→ **DATA LISTING**
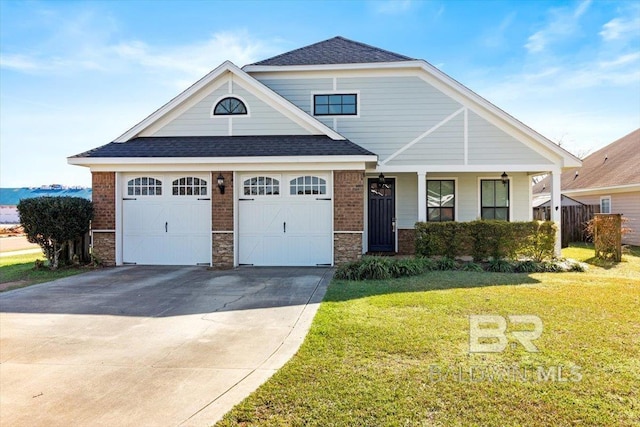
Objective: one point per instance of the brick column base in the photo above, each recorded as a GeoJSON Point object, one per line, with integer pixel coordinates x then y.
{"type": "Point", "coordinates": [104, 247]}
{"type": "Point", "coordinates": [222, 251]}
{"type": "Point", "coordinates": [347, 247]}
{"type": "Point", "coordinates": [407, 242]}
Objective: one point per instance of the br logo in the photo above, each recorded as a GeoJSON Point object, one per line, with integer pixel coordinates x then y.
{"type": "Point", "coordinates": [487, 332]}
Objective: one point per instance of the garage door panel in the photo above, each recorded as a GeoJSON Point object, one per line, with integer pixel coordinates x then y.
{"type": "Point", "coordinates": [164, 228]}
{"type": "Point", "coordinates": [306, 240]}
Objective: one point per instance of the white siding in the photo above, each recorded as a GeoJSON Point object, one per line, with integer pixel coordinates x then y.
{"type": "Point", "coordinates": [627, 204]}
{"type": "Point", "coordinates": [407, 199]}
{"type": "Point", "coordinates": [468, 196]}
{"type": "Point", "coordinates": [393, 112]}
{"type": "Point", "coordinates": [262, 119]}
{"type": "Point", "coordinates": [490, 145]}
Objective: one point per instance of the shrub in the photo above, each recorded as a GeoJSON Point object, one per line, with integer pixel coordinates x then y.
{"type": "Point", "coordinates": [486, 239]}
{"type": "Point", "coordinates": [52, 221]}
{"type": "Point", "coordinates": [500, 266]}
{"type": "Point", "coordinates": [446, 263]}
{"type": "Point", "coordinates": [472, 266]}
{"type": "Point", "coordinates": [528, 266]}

...

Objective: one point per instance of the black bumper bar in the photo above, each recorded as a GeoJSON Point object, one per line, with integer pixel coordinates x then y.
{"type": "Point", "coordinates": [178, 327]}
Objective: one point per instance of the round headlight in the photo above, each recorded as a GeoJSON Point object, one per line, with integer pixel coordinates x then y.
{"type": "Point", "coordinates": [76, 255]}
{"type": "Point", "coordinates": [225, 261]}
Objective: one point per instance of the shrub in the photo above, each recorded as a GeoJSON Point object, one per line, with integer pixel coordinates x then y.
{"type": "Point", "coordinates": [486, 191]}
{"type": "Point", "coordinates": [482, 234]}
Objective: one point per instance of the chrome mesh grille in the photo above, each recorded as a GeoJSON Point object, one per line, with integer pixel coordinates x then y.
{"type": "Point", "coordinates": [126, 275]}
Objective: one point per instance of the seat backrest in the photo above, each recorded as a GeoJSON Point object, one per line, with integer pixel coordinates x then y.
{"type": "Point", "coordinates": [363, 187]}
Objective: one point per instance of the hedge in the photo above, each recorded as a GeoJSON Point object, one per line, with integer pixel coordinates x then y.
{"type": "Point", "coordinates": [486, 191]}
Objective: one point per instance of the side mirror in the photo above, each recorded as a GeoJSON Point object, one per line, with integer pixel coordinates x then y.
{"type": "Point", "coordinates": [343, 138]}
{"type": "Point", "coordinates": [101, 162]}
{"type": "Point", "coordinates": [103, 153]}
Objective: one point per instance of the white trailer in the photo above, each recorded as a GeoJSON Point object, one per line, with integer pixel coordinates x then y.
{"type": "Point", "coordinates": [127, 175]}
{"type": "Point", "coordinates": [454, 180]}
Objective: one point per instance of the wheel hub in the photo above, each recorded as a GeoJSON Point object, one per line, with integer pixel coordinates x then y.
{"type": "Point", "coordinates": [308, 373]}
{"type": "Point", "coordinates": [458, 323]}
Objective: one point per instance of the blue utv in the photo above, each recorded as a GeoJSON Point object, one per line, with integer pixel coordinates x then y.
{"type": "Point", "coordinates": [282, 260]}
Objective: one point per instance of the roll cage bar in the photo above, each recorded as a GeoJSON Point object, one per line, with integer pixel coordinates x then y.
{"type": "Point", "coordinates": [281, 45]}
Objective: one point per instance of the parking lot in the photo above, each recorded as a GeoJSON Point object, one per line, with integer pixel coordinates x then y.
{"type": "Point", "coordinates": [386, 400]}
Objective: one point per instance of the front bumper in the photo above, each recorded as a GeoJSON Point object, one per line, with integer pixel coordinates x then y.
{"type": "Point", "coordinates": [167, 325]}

==

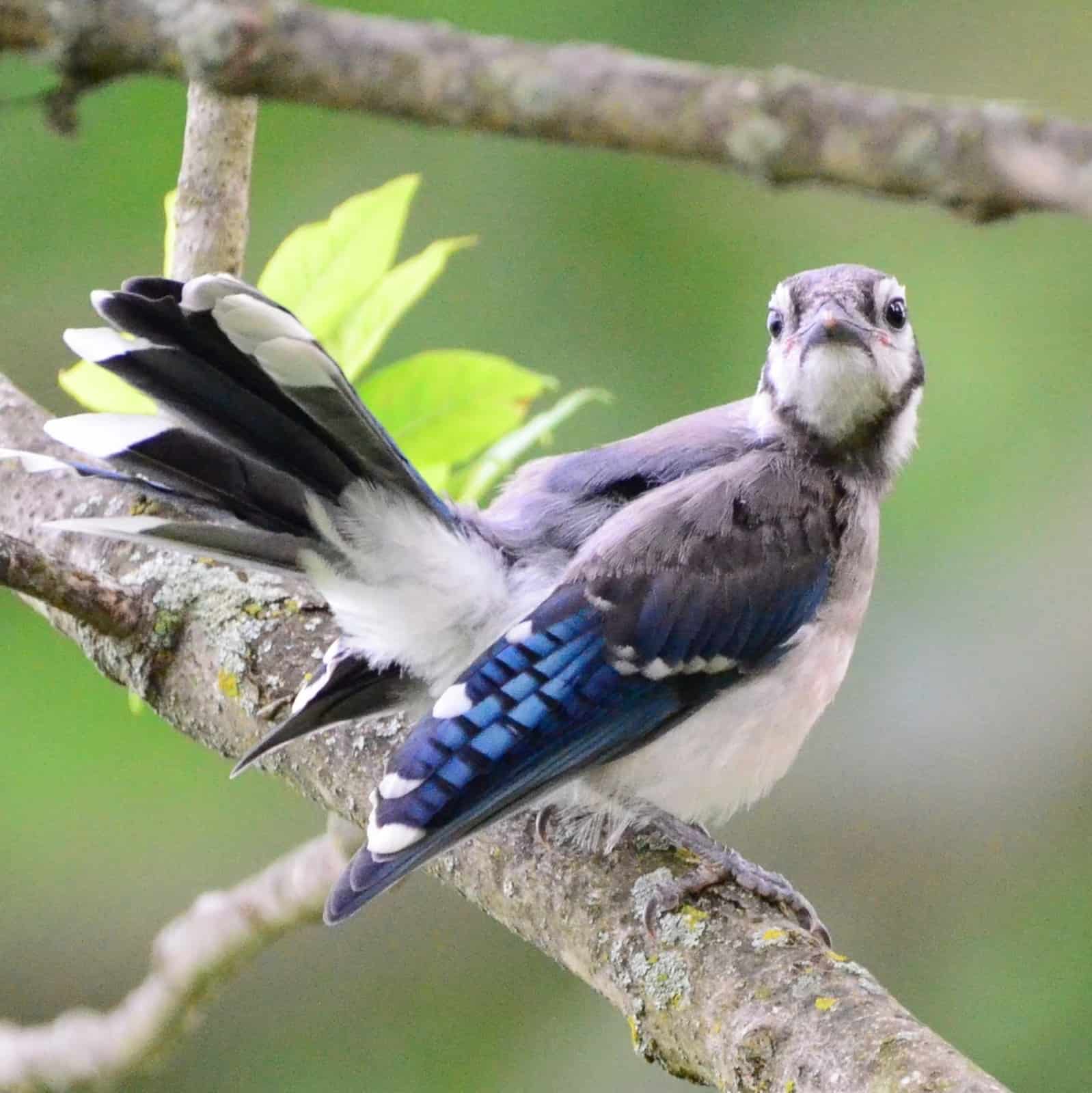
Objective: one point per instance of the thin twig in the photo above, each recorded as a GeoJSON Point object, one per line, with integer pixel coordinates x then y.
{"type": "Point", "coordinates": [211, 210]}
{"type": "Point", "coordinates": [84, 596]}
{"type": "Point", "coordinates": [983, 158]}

→ **PROBLEM TO WORK ON**
Show every line of the rows above that contains the word "white".

→ **FULL SOLUTION**
Objective: one point per instance of the white siding in the photo above, each recorded as a GeoJSON Point object, one per line, with integer pixel coordinates x then y.
Objective: one point per instance of the white trailer in the photo above, each recorded as a GeoJSON Point object, one per line, with integer pixel coordinates x then y.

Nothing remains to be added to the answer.